Starting with the item that contains "Exercise. Point to the blue" and going on through the end of the items, copy every line again, with each request included, and add -77 to every pixel coordinate in the answers. Leave the pictures out.
---- Dataset entries
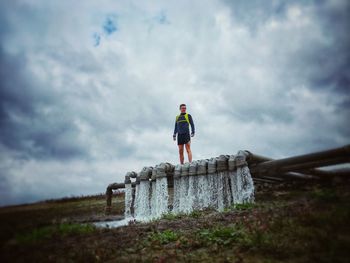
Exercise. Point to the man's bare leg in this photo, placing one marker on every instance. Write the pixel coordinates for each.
(188, 150)
(181, 153)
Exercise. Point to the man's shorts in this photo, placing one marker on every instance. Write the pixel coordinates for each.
(183, 138)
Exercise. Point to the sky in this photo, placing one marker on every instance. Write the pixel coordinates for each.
(90, 90)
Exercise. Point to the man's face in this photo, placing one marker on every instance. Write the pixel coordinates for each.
(183, 109)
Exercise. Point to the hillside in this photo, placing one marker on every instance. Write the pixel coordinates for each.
(300, 223)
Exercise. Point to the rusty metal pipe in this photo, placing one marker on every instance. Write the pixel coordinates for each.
(306, 158)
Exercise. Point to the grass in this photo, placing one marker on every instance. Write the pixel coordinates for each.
(302, 225)
(164, 237)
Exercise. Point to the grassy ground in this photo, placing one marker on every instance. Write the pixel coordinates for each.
(310, 224)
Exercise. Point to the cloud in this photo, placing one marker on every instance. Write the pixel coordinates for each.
(97, 39)
(109, 26)
(76, 115)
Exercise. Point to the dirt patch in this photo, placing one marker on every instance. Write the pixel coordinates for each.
(308, 224)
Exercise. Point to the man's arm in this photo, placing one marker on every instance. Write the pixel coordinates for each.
(175, 131)
(192, 124)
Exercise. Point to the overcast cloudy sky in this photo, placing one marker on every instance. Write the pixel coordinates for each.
(90, 90)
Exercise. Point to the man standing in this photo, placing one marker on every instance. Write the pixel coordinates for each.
(182, 123)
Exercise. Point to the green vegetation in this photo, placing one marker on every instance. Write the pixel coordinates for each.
(164, 237)
(307, 224)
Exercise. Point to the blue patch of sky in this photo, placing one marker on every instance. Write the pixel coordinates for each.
(110, 25)
(97, 39)
(162, 18)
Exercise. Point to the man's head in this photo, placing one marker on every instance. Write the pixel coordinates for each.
(183, 108)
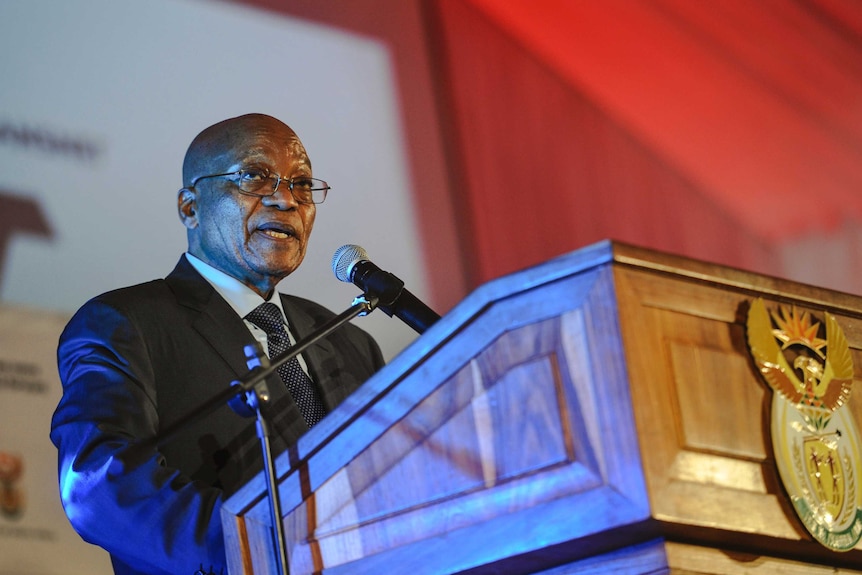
--------
#### Solution for this task
Exercise. Point to the blue patch of sky in this photo, placing one marker on every instance. Write the pixel coordinates for each.
(33, -52)
(20, -38)
(85, -59)
Exercise. Point to the man's head in this photo, placing one marker on every instance. Write the pixel coordinates for each.
(106, 31)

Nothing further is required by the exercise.